Em 1117 um exército combinado de Leão, Galiza, Estremaduras,
Castela e Astúrias
marchou para a fronteira aragonesa, e a luta protraiu-se, mais ou
menos violenta,
entre os dois estados pelos anos seguintes até à morte de D.
Urraca, sucedida em
1126, como adiante veremos.
Os
reveses recebidos nas fronteiras orientais, as perturbações
intestinas e, mais que
tudo, a revolução que a nova seita de Al-Mahdi ou dos almóadas
produziu brevemente
em África obrigaram os almorávidas a afrouxar nas correrias pelas
terras dos
cristãos. Se acreditássemos as crónicas árabes, em 1120 Ali teria
feito uma segunda entrada
em Espanha e, marchando para o Gharb, houvera cercado e tomado Lisboa
ou,segundo
outros, uma cidade chamada Medina Sanábria, voltando para a África
em 1121,
depois de assolar e submeter todo o Ocidente. Mas o silêncio dos
monumentos cristãos
acerca destes sucessos extraordinários, a confusão e variedade que
reinam a semelhante
respeito nas relações árabes e, até, as contradições em que
elas laboram, tudo
nos persuade de que os escritores muçulmanos quiseram, com entradas
e vitórias imaginárias,
tornar menos triste o quadro das perdas experimentadas nos distritos orientais
e do nenhum resultado importante que o emir tirara no Ocidente da
passada tentativa
contra D. Teresa.
No
decurso daquela calamitosa época, em que as províncias do Norte e
Oeste da Península
eram sucessivamente oprimidas e devastadas pelas discórdias civis,
pela guerra
com o rei de Aragão e pelas invasões dos almorávidas, os três
anos de 1117 a 1120
passaram comparativamente tranquilos, sobretudo para Portugal.
Nenhuns indícios se
encontram de que D. Teresa ou os ricos-homens dos seus estados
interviessem na empresa
guerreira de D. Urraca e de seu filho contra os aragoneses, para a
qual vimos terem
marchado as tropas de quase todos os outros distritos. Creríamos que
os barões de Portugal
procediam em tudo guiados pelo pensamento de consolidarem pouco a
pouco as
barreiras entre a monarquia leonesa e a província que habitavam, se
fosse lícito atribuir
a guerreiros rudes e, por assim dizer, semi-bárbaros um sistema ao
mesmo tempo generalizado
e profundo, que honraria ainda uma época muito mais ilustrada.

(Excertos de um conjunto de dados de anotação de locais)
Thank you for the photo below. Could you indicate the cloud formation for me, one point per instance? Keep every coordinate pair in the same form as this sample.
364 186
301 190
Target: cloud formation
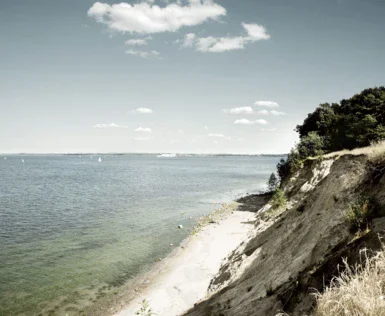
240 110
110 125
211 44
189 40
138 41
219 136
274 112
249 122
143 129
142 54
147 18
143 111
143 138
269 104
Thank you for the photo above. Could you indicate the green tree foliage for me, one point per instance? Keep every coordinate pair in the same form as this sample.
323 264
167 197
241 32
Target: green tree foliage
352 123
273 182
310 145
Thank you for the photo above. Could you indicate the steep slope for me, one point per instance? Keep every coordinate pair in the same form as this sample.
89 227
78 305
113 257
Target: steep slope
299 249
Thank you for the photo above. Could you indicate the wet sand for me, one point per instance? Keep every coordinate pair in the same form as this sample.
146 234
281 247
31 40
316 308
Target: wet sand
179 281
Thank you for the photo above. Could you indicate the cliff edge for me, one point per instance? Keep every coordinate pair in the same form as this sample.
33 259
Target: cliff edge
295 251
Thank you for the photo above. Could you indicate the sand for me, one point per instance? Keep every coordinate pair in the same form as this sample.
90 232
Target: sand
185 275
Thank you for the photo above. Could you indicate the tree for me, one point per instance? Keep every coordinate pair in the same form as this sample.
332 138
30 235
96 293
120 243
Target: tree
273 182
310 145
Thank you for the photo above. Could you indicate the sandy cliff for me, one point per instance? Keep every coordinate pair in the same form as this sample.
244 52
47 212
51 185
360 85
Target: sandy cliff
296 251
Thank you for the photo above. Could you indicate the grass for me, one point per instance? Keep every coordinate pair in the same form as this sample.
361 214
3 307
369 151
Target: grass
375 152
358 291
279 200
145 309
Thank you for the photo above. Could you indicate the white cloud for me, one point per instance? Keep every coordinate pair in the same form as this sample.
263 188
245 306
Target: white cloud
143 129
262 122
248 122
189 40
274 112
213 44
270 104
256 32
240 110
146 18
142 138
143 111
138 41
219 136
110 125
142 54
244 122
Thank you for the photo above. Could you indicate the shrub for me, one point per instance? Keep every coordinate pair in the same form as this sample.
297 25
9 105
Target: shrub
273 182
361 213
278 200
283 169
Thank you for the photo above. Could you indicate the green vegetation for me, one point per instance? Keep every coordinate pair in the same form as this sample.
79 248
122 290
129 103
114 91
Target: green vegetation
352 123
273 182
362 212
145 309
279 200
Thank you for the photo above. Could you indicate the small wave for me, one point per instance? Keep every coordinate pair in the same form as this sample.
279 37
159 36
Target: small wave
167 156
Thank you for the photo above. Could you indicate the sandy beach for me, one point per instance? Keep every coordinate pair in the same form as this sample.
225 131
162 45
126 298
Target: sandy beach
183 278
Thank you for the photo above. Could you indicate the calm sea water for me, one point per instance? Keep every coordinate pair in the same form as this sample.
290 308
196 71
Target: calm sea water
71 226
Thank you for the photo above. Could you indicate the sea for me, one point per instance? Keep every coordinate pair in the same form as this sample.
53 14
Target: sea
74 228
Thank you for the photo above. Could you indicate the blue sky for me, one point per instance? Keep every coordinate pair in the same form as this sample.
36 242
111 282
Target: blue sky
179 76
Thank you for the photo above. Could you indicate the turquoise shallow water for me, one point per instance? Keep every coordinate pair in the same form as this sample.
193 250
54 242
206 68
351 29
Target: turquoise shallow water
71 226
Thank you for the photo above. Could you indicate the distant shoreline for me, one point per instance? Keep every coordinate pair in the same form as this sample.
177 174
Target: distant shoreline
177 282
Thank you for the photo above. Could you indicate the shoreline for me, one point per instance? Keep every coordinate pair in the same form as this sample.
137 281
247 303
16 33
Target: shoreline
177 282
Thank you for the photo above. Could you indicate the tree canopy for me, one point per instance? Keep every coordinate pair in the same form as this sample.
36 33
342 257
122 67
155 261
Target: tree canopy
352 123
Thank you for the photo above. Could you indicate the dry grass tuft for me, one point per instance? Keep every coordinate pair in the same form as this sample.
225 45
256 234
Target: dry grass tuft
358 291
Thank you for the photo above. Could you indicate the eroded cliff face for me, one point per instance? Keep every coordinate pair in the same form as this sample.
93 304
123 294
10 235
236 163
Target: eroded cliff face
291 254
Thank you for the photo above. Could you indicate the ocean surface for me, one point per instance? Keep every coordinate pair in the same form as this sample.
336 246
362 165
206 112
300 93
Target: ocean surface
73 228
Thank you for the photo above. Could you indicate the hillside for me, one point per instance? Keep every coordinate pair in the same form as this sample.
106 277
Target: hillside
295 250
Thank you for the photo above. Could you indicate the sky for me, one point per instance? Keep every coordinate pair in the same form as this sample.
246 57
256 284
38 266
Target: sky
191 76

**Pedido escrito 1**. Reescreva o trecho do texto fornecido que começa em "Nenhuns indícios se" e termina em "muito mais ilustrada.", trocando "aragoneses" por "navarros".
**Pedido escrito 2**. Segundo o texto fornecido, que anos passaram comparativamente tranquilos, sobretudo para Portugal?
Os registos provêm de uma fonte diferente da do texto fornecido.

**Resolução da tarefa 1**.
Nenhuns indícios se
encontram de que D. Teresa ou os ricos-homens dos seus estados
interviessem na empresa
guerreira de D. Urraca e de seu filho contra os navarros, para a
qual vimos terem
marchado as tropas de quase todos os outros distritos. Creríamos que
os barões de Portugal
procediam em tudo guiados pelo pensamento de consolidarem pouco a
pouco as
barreiras entre a monarquia leonesa e a província que habitavam, se
fosse lícito atribuir
a guerreiros rudes e, por assim dizer, semi-bárbaros um sistema ao
mesmo tempo generalizado
e profundo, que honraria ainda uma época muito mais ilustrada.

**Resolução da tarefa 2**. Os três anos de 1117 a 1120.